* _INSTRUÇÕES E REQUISITOS_
Reproduza fielmente o trecho do texto sobre a tribo do surfe que vai de "por | jun 25, 2021" a "poderia ser livre.", com os dois extremos incluídos.

Home > Destaque > A tribo do surfe e seus códigos

A tribo do surfe e seus códigos

por | jun 25, 2021 | Colab, Destaque | 7 Comentários

Em 1981 minha família se mudou de um apartamento para uma casa. Mudamos de uma parte adensada da cidade para uma mais residencial e para a minha sorte, na minha rua morava minha melhor amiga Claudia, e seus irmãos mais velhos, Bruno e Alberto Alves, os dois surfistas e aventureiros.

por Paula Rocha

Bruno, o mais velho, tinha uma kombi branca adaptada para ser uma casa. Ele era quase hippie, viajava o tempo todo sempre atrás do swell, que na época aprendi que é o grande responsável pela formação das ondas. Eu que até então fui uma menina de apartamento e clube, de repente descobri que poderia ser livre.

Maranhão. Foto Alberto Alves
Mossoró Foto: Alberto Alves

A Claudia viajava com os irmãos e eu também comecei a viajar com eles. Nosso destino era o litoral sul do Rio de Janeiro, Ubatuba e às vezes litoral norte de São Paulo. Na época não havia aplicativos de previsão de ondas, tudo era no feeling e na observação. Muitas vezes descíamos a pé a estrada para Trindade, em vão, mas tudo era uma curtição. O contato com o mar, com a natureza me fazia muito bem, eu voltava feliz e renovada do final de semana.

Nesta época, Bruno e Alberto já tinham viajado por todo o litoral do Brasil e feito algumas viagens internacionais. Possuíam um acervo precioso de imagens. Eles viajavam e fotografavam tudo: o surfe, o povo, a fauna e a flora locais.

Era incrível participar das sessões de slides na casa deles com músicas e explicações sobre mundos e culturas muito distantes: Havaí, Bali, Austrália, África do Sul… aprendi muito sobre a cultura desses países e o sobre o surfe naquelas noites. Eu era uma pirralha tentando entender aquele mundo novo que se abrira na minha vida. Observava os códigos, roupas, músicas e linguajar dos frequentadores. As fotos das manobras dos surfistas na água eram muito comentadas e logo entendi o que era uma batida e um cut back, regular (base do surfista, que coloca o pé esquerdo à frente da prancha) e goofy (pé direito à frente). Meus olhos brilhavam fascinados a cada aventura.

Uma noite fui com a Claudia e seus irmãos no Carbono 14, um centro cultural no Bexiga, onde acontecia de tudo na cidade, assistir um filme de surfe. Lá tive a certeza de que tinha encontrado minha tribo!

* _LINHAS_
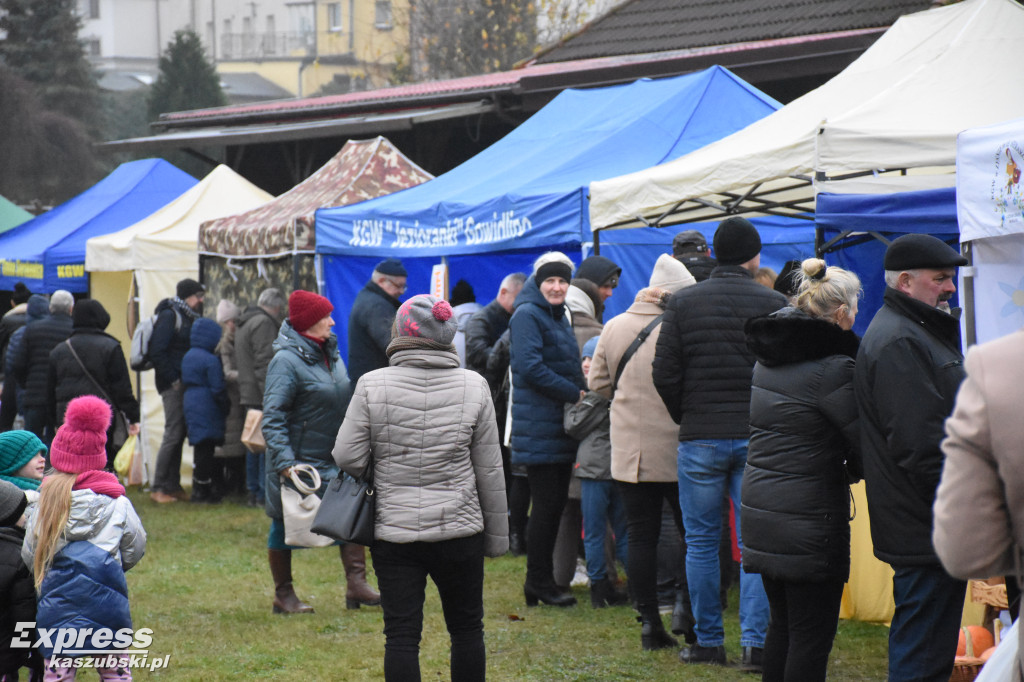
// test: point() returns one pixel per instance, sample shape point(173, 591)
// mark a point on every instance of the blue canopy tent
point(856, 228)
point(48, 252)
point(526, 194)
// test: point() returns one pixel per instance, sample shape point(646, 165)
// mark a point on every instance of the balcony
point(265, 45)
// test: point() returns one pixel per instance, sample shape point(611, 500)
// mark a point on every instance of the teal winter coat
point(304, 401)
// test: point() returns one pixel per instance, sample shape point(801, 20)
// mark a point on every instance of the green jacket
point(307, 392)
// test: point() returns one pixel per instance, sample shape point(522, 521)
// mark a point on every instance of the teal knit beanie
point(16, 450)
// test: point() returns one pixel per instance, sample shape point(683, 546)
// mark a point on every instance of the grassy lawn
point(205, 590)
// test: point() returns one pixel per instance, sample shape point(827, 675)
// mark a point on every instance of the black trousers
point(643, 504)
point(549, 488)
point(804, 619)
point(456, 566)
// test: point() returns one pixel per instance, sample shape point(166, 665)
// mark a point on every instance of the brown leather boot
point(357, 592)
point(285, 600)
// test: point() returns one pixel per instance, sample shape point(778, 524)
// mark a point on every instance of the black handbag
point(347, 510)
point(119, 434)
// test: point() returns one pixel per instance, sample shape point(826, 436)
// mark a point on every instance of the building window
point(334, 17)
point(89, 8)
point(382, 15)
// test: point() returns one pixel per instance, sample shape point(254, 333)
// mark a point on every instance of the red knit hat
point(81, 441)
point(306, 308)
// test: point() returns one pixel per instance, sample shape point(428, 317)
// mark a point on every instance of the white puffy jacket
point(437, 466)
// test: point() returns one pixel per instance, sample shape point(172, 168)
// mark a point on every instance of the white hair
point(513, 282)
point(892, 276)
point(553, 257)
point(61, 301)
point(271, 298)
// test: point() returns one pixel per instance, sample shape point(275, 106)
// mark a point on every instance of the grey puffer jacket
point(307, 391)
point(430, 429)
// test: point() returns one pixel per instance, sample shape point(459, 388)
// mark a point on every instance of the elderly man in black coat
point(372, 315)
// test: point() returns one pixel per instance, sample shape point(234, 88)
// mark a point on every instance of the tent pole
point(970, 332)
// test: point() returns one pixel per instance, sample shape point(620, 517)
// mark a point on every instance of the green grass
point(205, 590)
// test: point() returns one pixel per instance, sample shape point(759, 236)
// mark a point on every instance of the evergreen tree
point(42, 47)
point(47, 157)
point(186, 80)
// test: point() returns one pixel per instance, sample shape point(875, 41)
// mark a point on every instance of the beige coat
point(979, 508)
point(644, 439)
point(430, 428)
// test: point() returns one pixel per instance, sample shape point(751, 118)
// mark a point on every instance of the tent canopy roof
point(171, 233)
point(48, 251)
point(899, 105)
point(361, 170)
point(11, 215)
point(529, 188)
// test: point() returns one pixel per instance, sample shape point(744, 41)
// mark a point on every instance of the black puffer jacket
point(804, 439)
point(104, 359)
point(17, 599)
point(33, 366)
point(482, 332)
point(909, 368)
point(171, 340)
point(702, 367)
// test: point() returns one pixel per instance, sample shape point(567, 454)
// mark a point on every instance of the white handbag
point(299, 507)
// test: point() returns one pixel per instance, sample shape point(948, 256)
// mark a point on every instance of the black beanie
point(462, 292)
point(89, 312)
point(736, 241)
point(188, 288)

* _RESPOSTA COMPLETA_
por | jun 25, 2021 | Colab, Destaque | 7 Comentários

Em 1981 minha família se mudou de um apartamento para uma casa. Mudamos de uma parte adensada da cidade para uma mais residencial e para a minha sorte, na minha rua morava minha melhor amiga Claudia, e seus irmãos mais velhos, Bruno e Alberto Alves, os dois surfistas e aventureiros.

por Paula Rocha

Bruno, o mais velho, tinha uma kombi branca adaptada para ser uma casa. Ele era quase hippie, viajava o tempo todo sempre atrás do swell, que na época aprendi que é o grande responsável pela formação das ondas. Eu que até então fui uma menina de apartamento e clube, de repente descobri que poderia ser livre.